Reproduce the listing below, changing each "shadow on road" to "shadow on pavement" and leaving everything else untouched.

# WORKING DATA:
────────────────────

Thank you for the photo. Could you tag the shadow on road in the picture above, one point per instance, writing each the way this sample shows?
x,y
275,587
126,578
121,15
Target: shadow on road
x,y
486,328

────────────────────

# RESULT OF THE EXERCISE:
Thank you for the photo. Could you tag the shadow on pavement in the picture above, one point per instance, writing each the way this sample shows?
x,y
275,587
126,578
121,15
Target: shadow on pavement
x,y
486,328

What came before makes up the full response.